(Image point grounding data)
★ ★ ★ ★ ★

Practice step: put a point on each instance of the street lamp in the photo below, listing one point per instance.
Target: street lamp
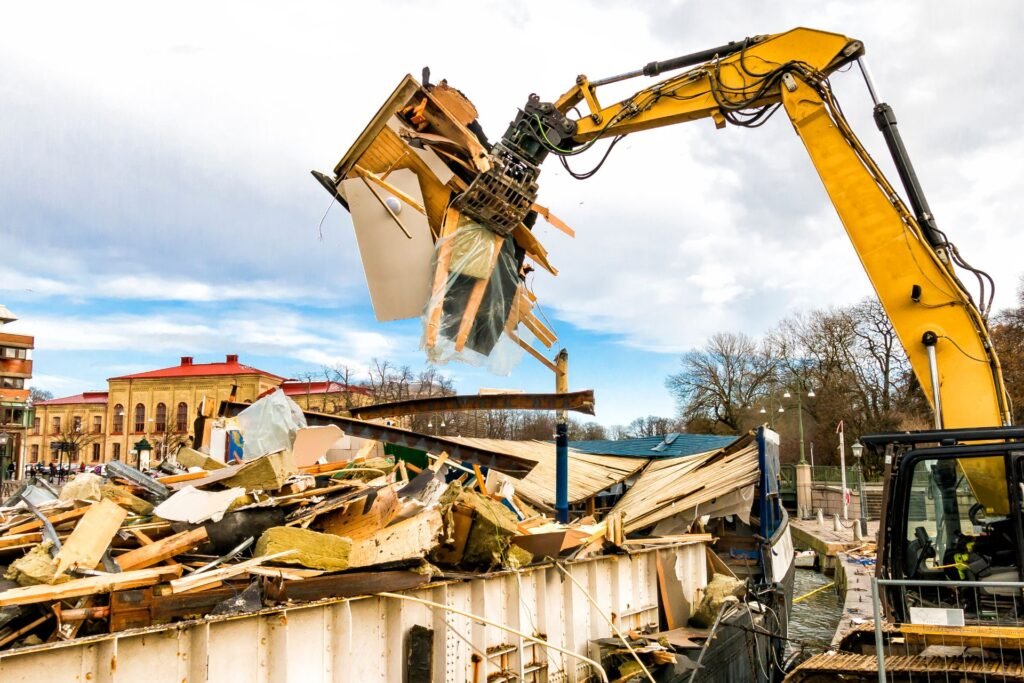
(787, 393)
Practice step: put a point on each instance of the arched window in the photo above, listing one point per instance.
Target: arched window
(119, 419)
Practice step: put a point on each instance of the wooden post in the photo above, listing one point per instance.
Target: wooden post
(562, 441)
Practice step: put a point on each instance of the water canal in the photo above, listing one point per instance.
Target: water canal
(813, 621)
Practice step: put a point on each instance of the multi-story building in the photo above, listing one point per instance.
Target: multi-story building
(15, 371)
(160, 406)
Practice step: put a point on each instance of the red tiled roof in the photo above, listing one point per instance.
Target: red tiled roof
(299, 387)
(97, 397)
(189, 369)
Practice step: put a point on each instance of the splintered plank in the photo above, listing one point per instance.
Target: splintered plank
(410, 539)
(90, 586)
(361, 521)
(214, 578)
(91, 537)
(54, 519)
(159, 551)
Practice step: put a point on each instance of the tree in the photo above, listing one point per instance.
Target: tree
(71, 441)
(858, 370)
(1008, 337)
(587, 431)
(717, 382)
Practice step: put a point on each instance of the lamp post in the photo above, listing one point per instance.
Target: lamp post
(800, 413)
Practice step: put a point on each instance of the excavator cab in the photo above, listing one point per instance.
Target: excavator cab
(953, 515)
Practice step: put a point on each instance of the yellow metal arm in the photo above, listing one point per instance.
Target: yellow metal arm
(790, 70)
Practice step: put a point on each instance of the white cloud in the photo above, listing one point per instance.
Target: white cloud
(163, 156)
(263, 331)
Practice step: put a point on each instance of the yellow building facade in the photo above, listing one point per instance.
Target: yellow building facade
(161, 406)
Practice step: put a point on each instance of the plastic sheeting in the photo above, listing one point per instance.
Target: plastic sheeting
(474, 293)
(269, 425)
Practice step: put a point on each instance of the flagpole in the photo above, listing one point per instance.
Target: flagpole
(842, 469)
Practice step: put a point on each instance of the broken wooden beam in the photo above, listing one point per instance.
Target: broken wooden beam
(90, 586)
(92, 536)
(159, 551)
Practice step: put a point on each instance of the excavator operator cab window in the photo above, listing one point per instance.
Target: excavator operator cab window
(960, 527)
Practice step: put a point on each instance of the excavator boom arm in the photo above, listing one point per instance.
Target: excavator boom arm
(906, 259)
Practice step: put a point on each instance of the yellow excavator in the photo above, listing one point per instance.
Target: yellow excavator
(952, 508)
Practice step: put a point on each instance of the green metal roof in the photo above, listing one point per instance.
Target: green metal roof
(655, 446)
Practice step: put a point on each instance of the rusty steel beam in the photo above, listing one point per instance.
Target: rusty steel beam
(509, 464)
(580, 401)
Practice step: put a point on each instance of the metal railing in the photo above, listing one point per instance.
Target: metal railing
(832, 474)
(954, 630)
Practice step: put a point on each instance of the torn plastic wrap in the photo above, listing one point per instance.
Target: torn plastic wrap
(270, 424)
(474, 297)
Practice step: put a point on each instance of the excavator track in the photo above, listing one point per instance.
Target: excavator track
(821, 668)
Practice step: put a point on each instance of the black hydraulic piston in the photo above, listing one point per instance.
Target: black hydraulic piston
(885, 118)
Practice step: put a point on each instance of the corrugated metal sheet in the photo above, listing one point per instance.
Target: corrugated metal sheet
(363, 639)
(684, 444)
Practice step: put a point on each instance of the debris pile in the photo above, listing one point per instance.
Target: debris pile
(286, 512)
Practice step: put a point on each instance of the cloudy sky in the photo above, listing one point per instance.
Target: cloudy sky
(156, 198)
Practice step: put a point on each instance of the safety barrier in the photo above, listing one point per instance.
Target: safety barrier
(952, 630)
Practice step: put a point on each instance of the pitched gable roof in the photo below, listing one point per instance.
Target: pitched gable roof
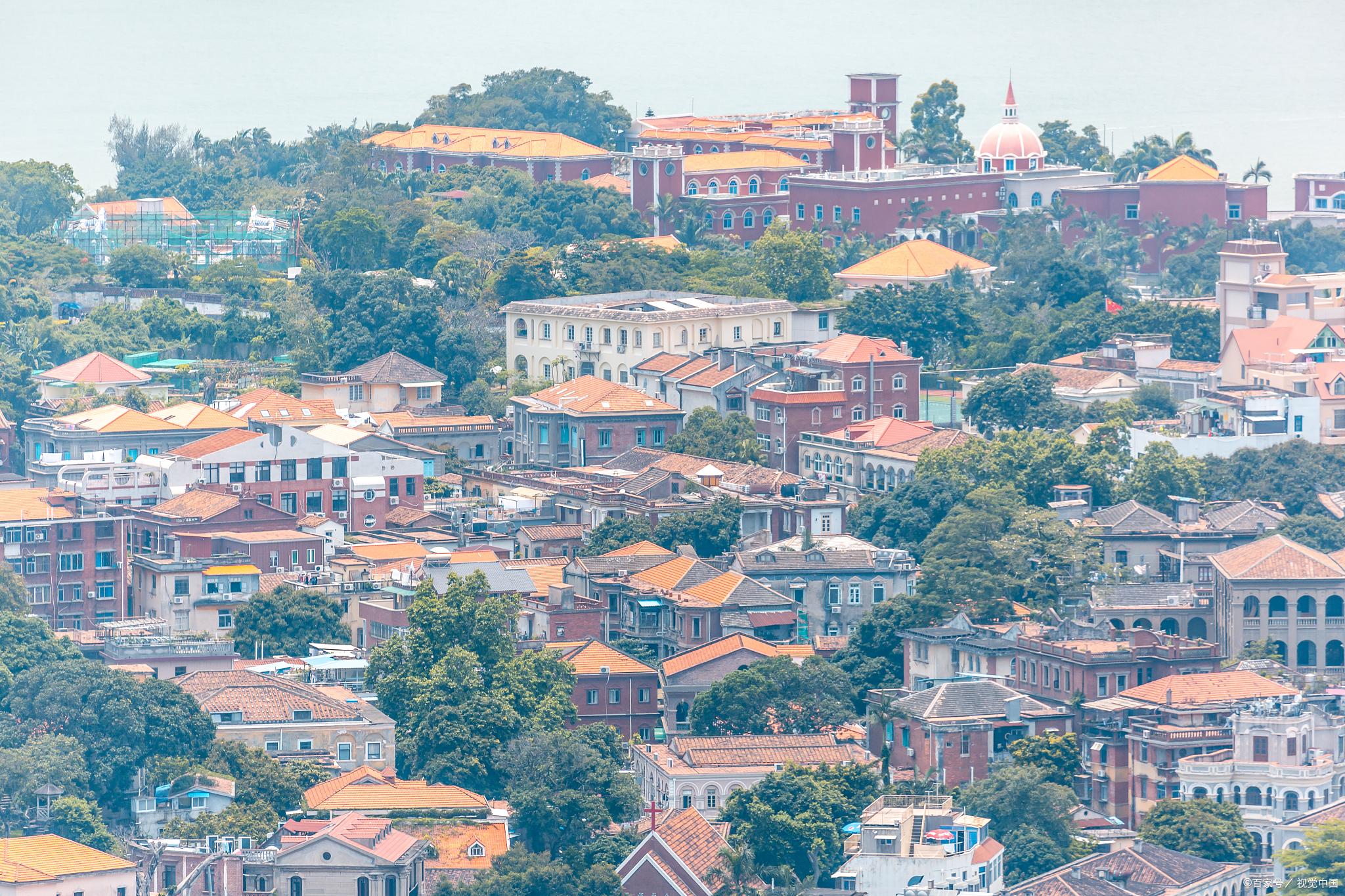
(95, 368)
(915, 259)
(594, 395)
(1277, 558)
(395, 367)
(1207, 687)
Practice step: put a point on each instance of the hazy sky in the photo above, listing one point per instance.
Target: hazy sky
(1138, 68)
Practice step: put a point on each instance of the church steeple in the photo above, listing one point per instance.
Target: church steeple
(1011, 105)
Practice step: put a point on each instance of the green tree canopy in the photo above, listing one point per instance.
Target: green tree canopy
(1029, 812)
(711, 530)
(286, 621)
(793, 819)
(139, 265)
(775, 695)
(1202, 828)
(617, 532)
(459, 691)
(533, 100)
(567, 786)
(1055, 754)
(730, 437)
(78, 820)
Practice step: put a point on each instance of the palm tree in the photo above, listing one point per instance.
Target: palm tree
(1256, 172)
(663, 210)
(735, 875)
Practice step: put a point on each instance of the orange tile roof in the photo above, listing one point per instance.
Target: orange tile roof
(30, 504)
(853, 349)
(217, 442)
(745, 160)
(454, 843)
(278, 408)
(391, 551)
(1183, 168)
(591, 657)
(194, 416)
(380, 790)
(638, 548)
(594, 395)
(489, 141)
(718, 589)
(715, 649)
(1207, 687)
(115, 418)
(95, 367)
(49, 857)
(666, 575)
(195, 503)
(1277, 558)
(915, 259)
(609, 182)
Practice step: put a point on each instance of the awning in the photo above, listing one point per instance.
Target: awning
(236, 570)
(771, 618)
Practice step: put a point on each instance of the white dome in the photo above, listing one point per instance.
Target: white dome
(1011, 139)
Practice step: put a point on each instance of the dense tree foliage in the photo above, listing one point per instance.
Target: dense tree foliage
(793, 819)
(1202, 828)
(286, 621)
(728, 437)
(458, 688)
(775, 696)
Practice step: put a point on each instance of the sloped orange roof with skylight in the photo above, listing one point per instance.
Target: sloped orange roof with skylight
(748, 159)
(915, 258)
(1183, 168)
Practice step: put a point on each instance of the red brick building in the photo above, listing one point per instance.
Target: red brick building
(612, 688)
(1184, 191)
(588, 421)
(541, 155)
(959, 729)
(73, 565)
(841, 381)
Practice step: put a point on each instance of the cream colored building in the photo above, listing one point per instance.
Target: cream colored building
(565, 336)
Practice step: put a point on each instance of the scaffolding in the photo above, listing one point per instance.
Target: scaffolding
(268, 238)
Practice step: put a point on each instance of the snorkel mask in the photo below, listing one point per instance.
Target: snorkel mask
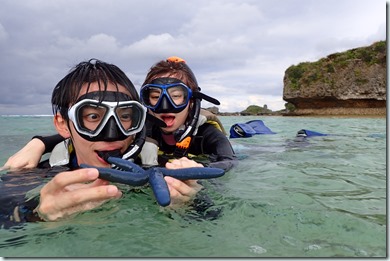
(165, 95)
(115, 118)
(170, 95)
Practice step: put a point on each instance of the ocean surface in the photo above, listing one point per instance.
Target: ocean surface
(288, 197)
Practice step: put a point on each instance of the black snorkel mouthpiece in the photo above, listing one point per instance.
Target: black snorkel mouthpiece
(110, 153)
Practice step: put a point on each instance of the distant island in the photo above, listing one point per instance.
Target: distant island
(251, 110)
(347, 83)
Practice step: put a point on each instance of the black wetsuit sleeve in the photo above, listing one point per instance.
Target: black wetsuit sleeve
(213, 142)
(50, 141)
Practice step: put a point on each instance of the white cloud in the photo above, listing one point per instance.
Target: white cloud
(239, 50)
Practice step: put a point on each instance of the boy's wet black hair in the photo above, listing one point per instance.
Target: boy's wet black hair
(67, 90)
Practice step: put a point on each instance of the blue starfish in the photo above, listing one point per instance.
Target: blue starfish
(132, 174)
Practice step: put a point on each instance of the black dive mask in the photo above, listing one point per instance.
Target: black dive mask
(116, 117)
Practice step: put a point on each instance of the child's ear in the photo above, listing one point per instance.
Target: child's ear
(61, 126)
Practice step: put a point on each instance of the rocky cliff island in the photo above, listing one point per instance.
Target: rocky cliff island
(346, 83)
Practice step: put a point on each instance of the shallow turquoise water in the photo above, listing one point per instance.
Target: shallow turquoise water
(288, 197)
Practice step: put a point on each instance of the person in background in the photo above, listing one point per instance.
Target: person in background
(97, 111)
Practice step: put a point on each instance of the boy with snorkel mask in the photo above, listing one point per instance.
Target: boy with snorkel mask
(96, 109)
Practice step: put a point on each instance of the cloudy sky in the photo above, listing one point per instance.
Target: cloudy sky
(238, 49)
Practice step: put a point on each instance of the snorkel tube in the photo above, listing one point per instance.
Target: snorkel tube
(184, 136)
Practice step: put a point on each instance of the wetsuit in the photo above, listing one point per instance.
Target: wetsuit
(210, 144)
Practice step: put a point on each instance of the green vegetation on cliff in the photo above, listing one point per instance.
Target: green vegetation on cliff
(306, 73)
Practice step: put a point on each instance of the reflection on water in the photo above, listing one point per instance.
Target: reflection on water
(289, 197)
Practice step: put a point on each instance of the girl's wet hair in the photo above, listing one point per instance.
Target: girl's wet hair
(174, 67)
(67, 90)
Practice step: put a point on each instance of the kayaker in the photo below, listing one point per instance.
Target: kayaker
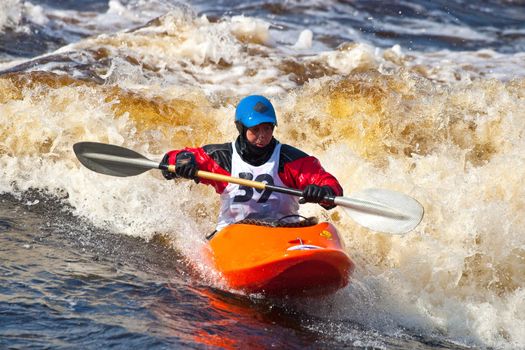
(256, 155)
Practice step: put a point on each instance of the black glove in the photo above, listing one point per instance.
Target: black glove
(186, 166)
(315, 194)
(168, 175)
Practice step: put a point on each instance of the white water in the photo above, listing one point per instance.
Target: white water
(442, 127)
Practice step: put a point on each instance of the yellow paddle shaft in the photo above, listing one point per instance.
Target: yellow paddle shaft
(219, 177)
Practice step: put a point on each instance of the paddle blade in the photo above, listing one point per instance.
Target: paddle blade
(112, 160)
(383, 210)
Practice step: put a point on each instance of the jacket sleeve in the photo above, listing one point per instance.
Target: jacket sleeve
(305, 171)
(204, 162)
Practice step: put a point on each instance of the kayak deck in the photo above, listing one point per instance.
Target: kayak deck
(282, 260)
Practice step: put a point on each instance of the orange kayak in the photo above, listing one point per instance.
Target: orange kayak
(281, 261)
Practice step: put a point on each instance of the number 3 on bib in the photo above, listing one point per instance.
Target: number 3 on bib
(249, 191)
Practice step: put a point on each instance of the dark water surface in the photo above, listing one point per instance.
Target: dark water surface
(65, 284)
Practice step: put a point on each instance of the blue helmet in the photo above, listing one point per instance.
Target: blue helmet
(254, 110)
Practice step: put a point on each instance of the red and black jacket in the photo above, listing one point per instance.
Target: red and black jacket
(296, 168)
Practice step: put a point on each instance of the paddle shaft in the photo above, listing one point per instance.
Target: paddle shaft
(378, 209)
(244, 182)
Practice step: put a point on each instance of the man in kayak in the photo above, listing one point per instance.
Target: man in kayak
(256, 155)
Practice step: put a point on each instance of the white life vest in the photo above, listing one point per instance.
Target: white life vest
(241, 202)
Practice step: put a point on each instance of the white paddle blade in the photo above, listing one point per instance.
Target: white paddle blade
(383, 210)
(112, 160)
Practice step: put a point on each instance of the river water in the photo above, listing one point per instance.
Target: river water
(426, 98)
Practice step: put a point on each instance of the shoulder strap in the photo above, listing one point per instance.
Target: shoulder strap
(289, 154)
(220, 153)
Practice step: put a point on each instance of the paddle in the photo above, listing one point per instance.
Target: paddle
(377, 209)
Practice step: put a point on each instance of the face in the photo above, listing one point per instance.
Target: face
(260, 135)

★ ★ ★ ★ ★

Tell how many lines of the data above contain the word "below", giving the number by itself.

**Answer box**
4